What this task involves: All that should be output is the block of lines below from the line with "Complete every <instance>" to the line with "positive clicks: (228, 214)", both included, exactly as written.

Given entries:
________________

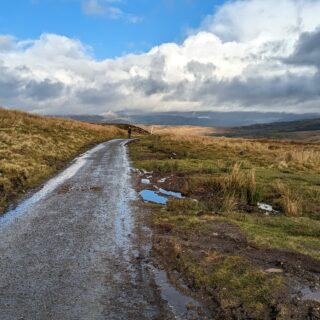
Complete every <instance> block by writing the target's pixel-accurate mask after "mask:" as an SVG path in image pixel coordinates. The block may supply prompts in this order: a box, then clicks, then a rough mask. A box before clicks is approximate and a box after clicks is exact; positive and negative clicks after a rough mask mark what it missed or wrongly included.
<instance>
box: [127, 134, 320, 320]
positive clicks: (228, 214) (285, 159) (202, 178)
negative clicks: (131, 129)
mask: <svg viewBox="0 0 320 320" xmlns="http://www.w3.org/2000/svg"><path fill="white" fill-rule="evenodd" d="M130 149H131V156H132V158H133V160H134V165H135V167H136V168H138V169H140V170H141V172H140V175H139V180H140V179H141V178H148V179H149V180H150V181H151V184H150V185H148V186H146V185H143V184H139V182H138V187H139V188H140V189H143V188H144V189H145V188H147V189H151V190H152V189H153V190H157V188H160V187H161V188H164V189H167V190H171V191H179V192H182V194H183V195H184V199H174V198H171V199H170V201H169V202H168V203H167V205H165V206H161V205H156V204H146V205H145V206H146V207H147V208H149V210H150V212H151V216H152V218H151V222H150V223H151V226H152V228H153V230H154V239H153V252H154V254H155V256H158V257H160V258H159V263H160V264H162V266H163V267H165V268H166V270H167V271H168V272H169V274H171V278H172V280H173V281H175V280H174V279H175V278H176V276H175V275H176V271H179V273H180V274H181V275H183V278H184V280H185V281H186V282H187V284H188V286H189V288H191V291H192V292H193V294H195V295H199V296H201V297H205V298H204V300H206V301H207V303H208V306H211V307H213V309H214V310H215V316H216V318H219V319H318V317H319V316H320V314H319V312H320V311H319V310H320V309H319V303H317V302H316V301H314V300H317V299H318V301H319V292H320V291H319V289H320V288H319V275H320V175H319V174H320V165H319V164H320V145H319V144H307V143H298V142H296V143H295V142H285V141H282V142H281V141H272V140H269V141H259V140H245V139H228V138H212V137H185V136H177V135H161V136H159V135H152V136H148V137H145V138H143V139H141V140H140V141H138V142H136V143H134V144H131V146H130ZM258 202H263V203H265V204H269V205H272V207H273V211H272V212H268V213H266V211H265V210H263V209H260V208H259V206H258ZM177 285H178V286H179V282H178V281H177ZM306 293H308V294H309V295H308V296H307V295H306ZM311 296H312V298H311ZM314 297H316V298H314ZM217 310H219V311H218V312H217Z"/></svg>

________________

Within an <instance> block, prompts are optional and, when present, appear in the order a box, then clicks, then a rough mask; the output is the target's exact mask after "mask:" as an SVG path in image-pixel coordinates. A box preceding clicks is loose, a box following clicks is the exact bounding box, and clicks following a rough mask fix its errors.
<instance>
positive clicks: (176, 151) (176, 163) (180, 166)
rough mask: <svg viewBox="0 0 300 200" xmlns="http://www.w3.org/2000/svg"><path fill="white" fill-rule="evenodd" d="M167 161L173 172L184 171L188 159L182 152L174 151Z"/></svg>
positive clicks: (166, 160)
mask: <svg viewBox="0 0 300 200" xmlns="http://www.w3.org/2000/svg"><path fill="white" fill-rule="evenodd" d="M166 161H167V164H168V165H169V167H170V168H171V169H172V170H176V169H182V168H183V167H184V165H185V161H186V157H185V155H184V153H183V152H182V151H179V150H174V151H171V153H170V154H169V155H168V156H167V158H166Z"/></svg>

________________

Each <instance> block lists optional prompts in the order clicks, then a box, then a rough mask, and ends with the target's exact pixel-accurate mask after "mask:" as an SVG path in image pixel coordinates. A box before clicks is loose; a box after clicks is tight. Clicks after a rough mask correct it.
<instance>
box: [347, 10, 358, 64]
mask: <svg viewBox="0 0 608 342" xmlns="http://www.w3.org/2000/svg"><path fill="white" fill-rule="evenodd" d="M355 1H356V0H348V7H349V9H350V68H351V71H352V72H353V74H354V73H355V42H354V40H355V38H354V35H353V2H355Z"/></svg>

________________

Worked solution:
Complete every <instance> block by writing the target's pixel-accurate mask after "mask:" as an SVG path in image pixel coordinates. The block may supply prompts in this order: a box, then clicks, then a rough mask. A box before clicks is approximate and a box after clicks is exact; positive and negative clicks after a rough mask mark what it missed or wrongly included.
<instance>
box: [127, 134, 320, 320]
positive clicks: (228, 214) (285, 159) (202, 178)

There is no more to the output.